═════ Selected extract

Problem Description

You are given a string word that you need to compress using a specific algorithm.

The compression algorithm works as follows:

1. Start with an empty result string called comp.
2. While the input string word is not empty, repeatedly perform these operations:
   • Find the longest prefix of word that consists of the same character repeated (e.g., "aaaa" or "bbb")
   • This prefix can be at most 9 characters long
   • Remove this prefix from word
   • Add the length of the prefix followed by the character to comp

For example:

• If word = "aaaaaaaaaaabb", the first prefix would be "aaaaaaaaa" (9 'a's), which gets compressed to "9a"
• The remaining "aaa" would become "3a"
• The "bb" would become "2b"
• Final result: "9a3a2b"

The key constraint is that each compression unit can represent at most 9 consecutive occurrences of a character. If a character appears more than 9 times consecutively, you must split it into multiple compression units.

Your task is to implement this compression algorithm and return the compressed string comp.

Intuition

When looking at this compression problem, we need to identify groups of consecutive identical characters and count them. The natural approach is to traverse the string and group consecutive occurrences of the same character together.

The main challenge is handling the constraint that each group can represent at most 9 characters. If we have more than 9 consecutive identical characters, we need to split them into multiple groups of 9 or less.

Think of it like packing items into boxes where each box can hold at most 9 items of the same type. If you have 15 identical items, you'd fill one box with 9 items and another with 6 items. Similarly, if we encounter "aaaaaaaaaaaaaaa" (15 'a's), we'd compress it as "9a6a".

The solution uses Python's groupby function which automatically groups consecutive identical elements together. For each group:

1. Count the total occurrences (k)
2. Break down k into chunks of at most 9
3. For each chunk, append the count and character to our result

For example, if we have 23 consecutive 'a's:

• First chunk: min(9, 23) = 9, append "9a", remaining = 14
• Second chunk: min(9, 14) = 9, append "9a", remaining = 5
• Third chunk: min(9, 5) = 5, append "5a", remaining = 0

This greedy approach of always taking the maximum possible (up to 9) ensures we get the correct compression while respecting the constraint.

══════════
═════ Data extract

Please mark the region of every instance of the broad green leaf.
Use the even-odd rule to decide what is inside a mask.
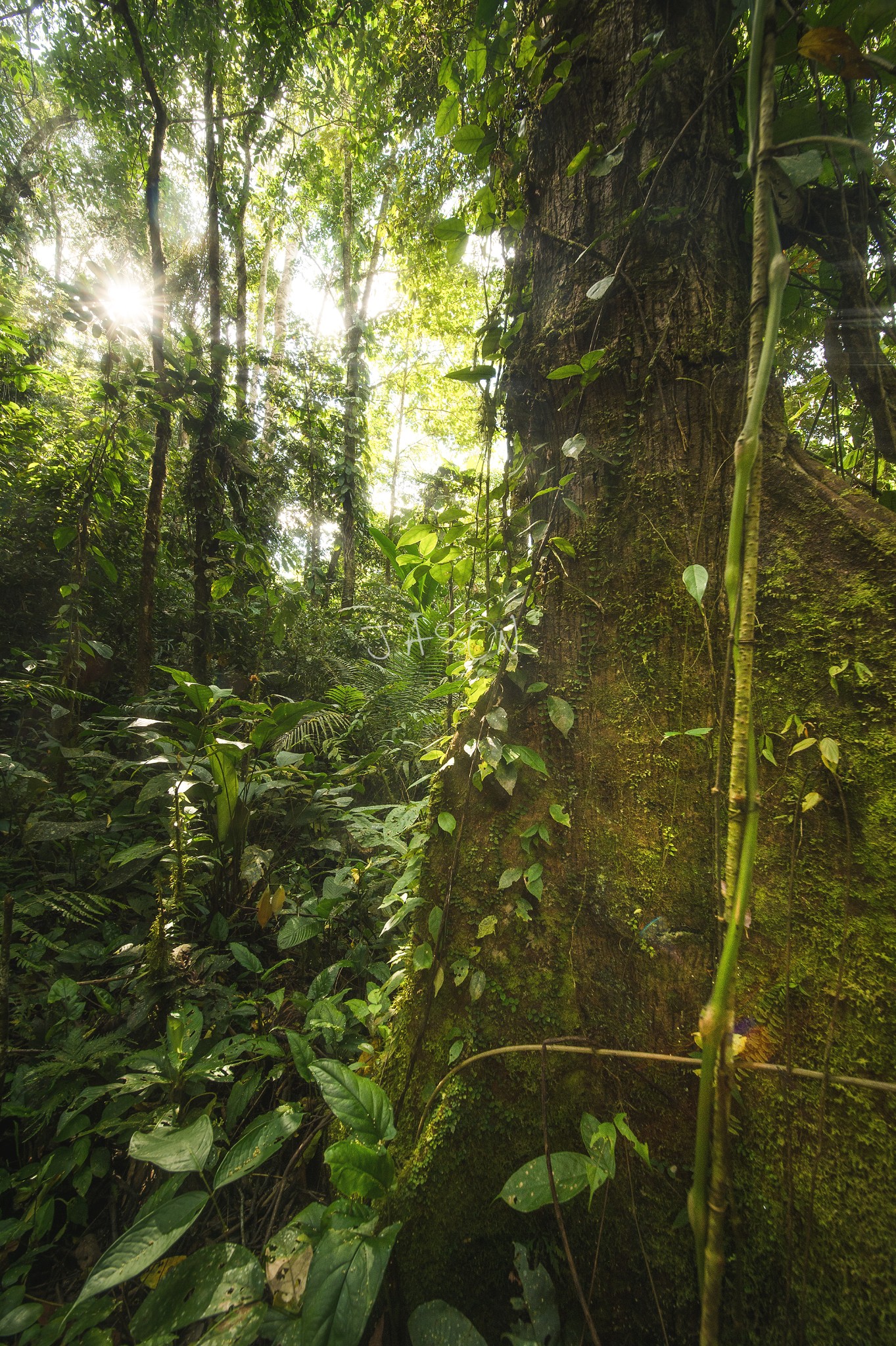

══════════

◆ **Given exercise**: Continue the string compression write-up, picking up right after its last sentence. The material after the string compression write-up is separate from it.

◆ **Answer to the problem**:
Solution Approach

The solution uses a two-pointer technique combined with Python's groupby function to efficiently compress the string.

Step-by-step implementation:

1. Group consecutive characters: Use groupby(word) to automatically group consecutive identical characters. This function returns an iterator of (key, group) pairs where the key is the character and group contains all consecutive occurrences.

2. Process each group: For each character group (c, v):

   • Convert the group iterator v to a list and get its length k to count consecutive occurrences
   • Example: If we have "aaaaa", k = 5

3. Handle the 9-character limit: Since each compression unit can represent at most 9 characters, we use a while loop to break down k:

   while k:
       x = min(9, k)  # Take at most 9 characters
       ans.append(str(x) + c)  # Add "count + character" to result
       k -= x  # Reduce remaining count

   This greedy approach ensures we always take the maximum allowed (up to 9) in each iteration.

4. Build the result: Each iteration appends a string in the format "[count][character]" to the ans list. For example:

   • 15 'a's → generates "9a" then "6a"
   • 3 'b's → generates "3b"

5. Join and return: Finally, join all compression units with "".join(ans) to create the final compressed string.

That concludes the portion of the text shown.